▶ [Text passage]:
○ ○ ○ ○
PLEASE REVIEW: modularize: new preprocessor conditional directive checking feature

Thompson, John John_Thompson at playstation.sony.com
Mon Jun 17 13:15:54 PDT 2013


Sean,

Thanks again for your help.

Sorry, I overlooked revising the function that was doing some old C-style string handling.  I've addressed that now (in the new ModularizePPDirective::print function).

The only other item I didn't address was the macro substitutions function, which was intentional as I described.  I've looked into this further, but I'd still like to punt on it for now.  Because there isn't such a function already, it appears the only clean way to do it would be to instantiate a new Lexer and Preprocessor object, linking the new preprocessor to the old so it can find the macros (there seems to be a pointer for this).  It would also require adding at least a new Lexer constructor, so it can set up the buffer pointers and correct state.  The constructor for lexing pragmas is close, but it sets the lexer in raw mode, which I don't want.  There's also the problem that it will call the MacroExpanded handler again, and I also worry there might be other side-effects due to the preprocessor and lexer states being changed inadvertently.  Since this is an external tool, I'm kind of thinking that it would be simpler to just use the function I put in for now, and I will look into it some more when I try to figure out how to do the function-style macro expansion, possibly using the existing code in the Preprocessor class.

Regarding breaking the patch up, it might be easier to consider the changes in three parts:


1.       The new classes.

2.       The changes to Modularize.cpp.

3.       The changes to the tests.

I'll provide these in separate patch files, though the associated changes will need to go in at the same time, however.

The new classes (mod_2013_06_17_new_patch.txt).  I should give some description of the new classes added and how they work together:


1.       ModularizePPCallbacks - Derives from the Clang PPCallbacks class to track preprocessor actions, such as changing files and handling preprocessor directives and macro expansions.  It has to figure out when a new header file is entered and left, as the provided handler is not particularly clear about it.  It also stores a map of macro expansions obtained from the MacroExpands callback, for use by a function that effectively preprocesses a conditional.  It handles the top-level aspects of collecting header file instance information, and tracking the preprocessor conditional directives.

2.       ModularizePPDirective - Stores information about one preprocessor directive instance, presently limited to #if, #elif, #ifdef, and #ifndef, since that is all modularize needs for now.  It stores the source file line number, a directive kind code, and both the unpreprocessed and preprocessed conditional source code snippet.

3.       ModularizeHeaderFile - Store a header file name and a vector of ModularizePPDirective instances collected for that header file.
○ ○ ○ ○
▶ [Requirement 1]:
Scale the records from their first line through the line containing "0 1 700 405", both ends included. Reproduce every line in that range, but multiply the bounding-box coordinates in the answers by 0.95 and round them to whole numbers, with halves rounded up, leaving all other numbers unchanged.
The records below have no connection to the modularize patch review message above.

▶ [Data extract]:
○ ○ ○ ○
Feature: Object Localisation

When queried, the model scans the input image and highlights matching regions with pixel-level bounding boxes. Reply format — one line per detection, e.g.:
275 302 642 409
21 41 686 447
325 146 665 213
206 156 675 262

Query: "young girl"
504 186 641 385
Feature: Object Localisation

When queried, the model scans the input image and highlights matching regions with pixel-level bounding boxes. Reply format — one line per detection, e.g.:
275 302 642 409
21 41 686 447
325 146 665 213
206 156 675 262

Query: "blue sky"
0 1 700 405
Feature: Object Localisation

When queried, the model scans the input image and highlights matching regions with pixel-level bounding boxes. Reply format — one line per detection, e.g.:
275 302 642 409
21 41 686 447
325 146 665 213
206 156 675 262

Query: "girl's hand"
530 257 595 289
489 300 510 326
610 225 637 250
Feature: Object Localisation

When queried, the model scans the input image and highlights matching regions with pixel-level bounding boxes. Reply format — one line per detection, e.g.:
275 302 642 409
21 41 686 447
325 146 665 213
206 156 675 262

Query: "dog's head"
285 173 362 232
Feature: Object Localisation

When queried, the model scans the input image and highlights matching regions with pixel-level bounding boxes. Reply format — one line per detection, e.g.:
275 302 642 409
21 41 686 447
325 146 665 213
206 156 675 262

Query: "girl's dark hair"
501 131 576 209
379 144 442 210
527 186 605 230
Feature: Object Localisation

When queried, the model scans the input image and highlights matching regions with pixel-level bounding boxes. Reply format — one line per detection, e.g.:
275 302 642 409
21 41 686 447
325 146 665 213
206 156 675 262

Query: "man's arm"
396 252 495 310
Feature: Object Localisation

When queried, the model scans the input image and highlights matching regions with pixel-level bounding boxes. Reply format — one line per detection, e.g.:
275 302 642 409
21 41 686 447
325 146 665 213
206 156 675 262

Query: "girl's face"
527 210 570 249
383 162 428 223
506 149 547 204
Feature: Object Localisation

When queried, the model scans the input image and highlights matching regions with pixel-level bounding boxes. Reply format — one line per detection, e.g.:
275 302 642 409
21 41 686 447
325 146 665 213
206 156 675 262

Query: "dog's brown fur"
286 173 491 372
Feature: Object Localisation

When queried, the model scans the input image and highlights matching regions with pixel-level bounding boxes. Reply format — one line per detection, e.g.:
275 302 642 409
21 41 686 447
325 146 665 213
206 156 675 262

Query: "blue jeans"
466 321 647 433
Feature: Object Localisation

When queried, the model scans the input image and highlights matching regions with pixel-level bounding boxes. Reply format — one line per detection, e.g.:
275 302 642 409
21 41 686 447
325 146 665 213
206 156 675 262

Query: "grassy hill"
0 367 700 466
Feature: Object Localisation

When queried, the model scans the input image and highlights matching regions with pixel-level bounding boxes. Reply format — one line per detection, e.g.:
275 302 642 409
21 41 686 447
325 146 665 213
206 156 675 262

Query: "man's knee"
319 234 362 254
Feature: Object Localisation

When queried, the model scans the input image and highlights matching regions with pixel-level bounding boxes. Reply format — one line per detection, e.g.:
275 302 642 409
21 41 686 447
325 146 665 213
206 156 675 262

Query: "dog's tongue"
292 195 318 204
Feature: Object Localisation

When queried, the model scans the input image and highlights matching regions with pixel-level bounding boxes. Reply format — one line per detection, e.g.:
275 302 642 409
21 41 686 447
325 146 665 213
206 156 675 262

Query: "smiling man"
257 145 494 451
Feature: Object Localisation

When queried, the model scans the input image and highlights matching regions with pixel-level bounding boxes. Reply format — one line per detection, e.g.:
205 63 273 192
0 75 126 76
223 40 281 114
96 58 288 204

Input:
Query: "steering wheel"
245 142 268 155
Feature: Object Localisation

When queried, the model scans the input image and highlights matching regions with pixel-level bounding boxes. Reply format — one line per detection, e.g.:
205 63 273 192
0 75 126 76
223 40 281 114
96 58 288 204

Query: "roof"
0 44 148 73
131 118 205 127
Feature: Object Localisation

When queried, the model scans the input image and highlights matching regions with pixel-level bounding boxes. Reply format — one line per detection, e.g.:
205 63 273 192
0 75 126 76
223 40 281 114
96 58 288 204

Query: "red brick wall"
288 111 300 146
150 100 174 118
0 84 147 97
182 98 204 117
○ ○ ○ ○
▶ [Requirement 2]:
In the modularize patch review message, which preprocessor directives is ModularizePPDirective presently limited to?

▶ [Final result 1]:
Feature: Object Localisation

When queried, the model scans the input image and highlights matching regions with pixel-level bounding boxes. Reply format — one line per detection, e.g.:
275 302 642 409
21 41 686 447
325 146 665 213
206 156 675 262

Query: "young girl"
479 177 609 366
Feature: Object Localisation

When queried, the model scans the input image and highlights matching regions with pixel-level bounding boxes. Reply format — one line per detection, e.g.:
275 302 642 409
21 41 686 447
325 146 665 213
206 156 675 262

Query: "blue sky"
0 1 665 385

▶ [Final result 2]:
#if, #elif, #ifdef, and #ifndef.